Document excerpt START

Gutiérrez had a brief stint as the Diamondbacks' closer in 2009 after Qualls was injured. In 65 appearances for the team, he posted a 4–3 record and 4.06 ERA with 66 strikeouts and nine saves over 71 innings of work. Gutiérrez made 58 relief outings for Arizona during the 2010 campaign, registering an 0–6 record and 5.08 ERA with 47 strikeouts and 15 saves across 56 2/3 innings pitched.

Gutiérrez pitched in 20 games for the Diamondbacks in 2011, recording a 5.40 ERA with 23 strikeouts across 18 1/3 innings pitched. In September, Gutiérrez underwent Tommy John surgery, ruling him out for the remainder of the year and likely the majority of the 2012 season. Gutiérrez was released by Arizona on October 13, 2011.

===Kansas City Royals===
On December 13, 2011, Gutiérrez signed a minor league contract with the Kansas City Royals. He made 19 appearances (four starts) split between the rookie-level Arizona League Royals, Double-A Northwest Arkansas Naturals, and Triple-A Omaha Storm Chasers in 2012, pitching to an aggregate 0–2 record and 10.45 ERA with 18 strikeouts and three saves across 20 2/3 innings pitched.

Document excerpt END

### Apply what you read
1. List every ERA figure given in the passage on Gutiérrez's pitching career, along with the season each one belongs to.
2. Extend the passage on Gutiérrez's pitching career, picking up after its final sentence about his 2012 minor league season.
The data that follows comes from a separate source and has no connection to the baseball passage.

Source data START

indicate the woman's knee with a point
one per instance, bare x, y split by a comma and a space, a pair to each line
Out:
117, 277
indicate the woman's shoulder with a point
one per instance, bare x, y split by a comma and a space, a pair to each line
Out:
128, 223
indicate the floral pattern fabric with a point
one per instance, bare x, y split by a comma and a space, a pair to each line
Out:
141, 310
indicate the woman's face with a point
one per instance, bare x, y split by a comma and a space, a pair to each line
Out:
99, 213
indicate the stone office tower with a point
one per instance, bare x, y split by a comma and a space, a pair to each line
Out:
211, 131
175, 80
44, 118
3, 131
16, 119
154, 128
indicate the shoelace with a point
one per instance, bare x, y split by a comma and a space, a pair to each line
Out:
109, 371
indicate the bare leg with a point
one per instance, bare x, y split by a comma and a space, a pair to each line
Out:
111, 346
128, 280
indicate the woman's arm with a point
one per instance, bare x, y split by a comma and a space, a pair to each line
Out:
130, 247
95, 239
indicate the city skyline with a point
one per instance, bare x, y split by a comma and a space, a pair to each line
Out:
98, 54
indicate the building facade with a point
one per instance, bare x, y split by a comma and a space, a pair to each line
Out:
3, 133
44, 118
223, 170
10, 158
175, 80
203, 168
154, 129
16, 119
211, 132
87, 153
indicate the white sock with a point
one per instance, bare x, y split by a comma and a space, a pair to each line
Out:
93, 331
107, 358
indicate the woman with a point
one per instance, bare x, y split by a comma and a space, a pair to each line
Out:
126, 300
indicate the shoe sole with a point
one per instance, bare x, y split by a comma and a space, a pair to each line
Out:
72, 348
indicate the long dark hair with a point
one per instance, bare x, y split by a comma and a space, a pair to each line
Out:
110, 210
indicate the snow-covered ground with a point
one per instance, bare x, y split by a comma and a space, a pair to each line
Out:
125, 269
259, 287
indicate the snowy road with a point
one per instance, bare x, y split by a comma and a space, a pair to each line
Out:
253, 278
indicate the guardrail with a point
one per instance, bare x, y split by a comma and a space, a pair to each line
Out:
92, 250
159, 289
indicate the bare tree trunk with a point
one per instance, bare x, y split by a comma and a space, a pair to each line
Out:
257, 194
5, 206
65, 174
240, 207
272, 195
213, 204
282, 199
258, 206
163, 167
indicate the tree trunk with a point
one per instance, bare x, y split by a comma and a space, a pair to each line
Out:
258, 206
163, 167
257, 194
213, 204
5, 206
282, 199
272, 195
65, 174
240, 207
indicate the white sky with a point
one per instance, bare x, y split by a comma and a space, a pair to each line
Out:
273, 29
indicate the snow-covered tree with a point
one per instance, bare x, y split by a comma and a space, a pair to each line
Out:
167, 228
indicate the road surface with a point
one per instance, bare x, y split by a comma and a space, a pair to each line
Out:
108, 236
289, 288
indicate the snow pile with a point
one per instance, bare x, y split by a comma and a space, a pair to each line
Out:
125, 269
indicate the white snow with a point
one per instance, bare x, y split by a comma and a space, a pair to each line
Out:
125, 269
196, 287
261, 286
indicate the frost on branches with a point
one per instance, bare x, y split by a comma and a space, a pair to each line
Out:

Source data END

### Answers by task
1.
- 4.06 (2009)
- 5.08 (2010)
- 5.40 (2011)
- 10.45 (2012)

2.
On October 18, 2012, Gutiérrez re-signed with the Royals organization on a new minor league contract. On November 20, the Royals added him to their 40-man roster. On July 14, 2013, Gutiérrez was designated for assignment to make room for Wade Davis on the roster, who was reinstated from the paternity leave list. In 25 appearances for the Royals in 2013, he went 0–1 with a 3.38 ERA, striking out 17 in 29 1/3 innings.

===Los Angeles Angels===
On July 24, 2013, Gutiérrez was claimed off waivers by the Los Angeles Angels of Anaheim. In 28 relief appearances for the Angels, he compiled a 1–4 record and 5.19 ERA with 28 strikeouts over 26 innings of work. Gutiérrez was designated for assignment on November 27, and non–tendered on December 2, making him a free agent.

===San Francisco Giants===
On January 6, 2014, Gutiérrez signed a minor league contract with the San Francisco Giants. On March 29, he was added to the Giants' Opening Day roster after winning a spot in the team's bullpen. In 61 appearances for San Francisco, Gutiérrez logged a 1–2 record and 3.96 ERA with 44 strikeouts across 63 2/3 innings pitched. He was designated for assignment by the Giants on November 20, and elected free agency on November 26.

On December 22, 2014, the Giants re-signed Gutiérrez to a new minor league contract. In 14 appearances for the Triple-A Sacramento River Cats, he posted an 0–1 record and 4.39 ERA with 50 strikeouts and five saves in 61 innings. On June 1, 2015, Gutiérrez opted out of his contract with the Giants and became a free agent.

===Philadelphia Phillies===
On June 8, 2015, Gutiérrez signed a minor league contract with the Philadelphia Phillies. On August 3, Gutiérrez was released by the Phillies organization.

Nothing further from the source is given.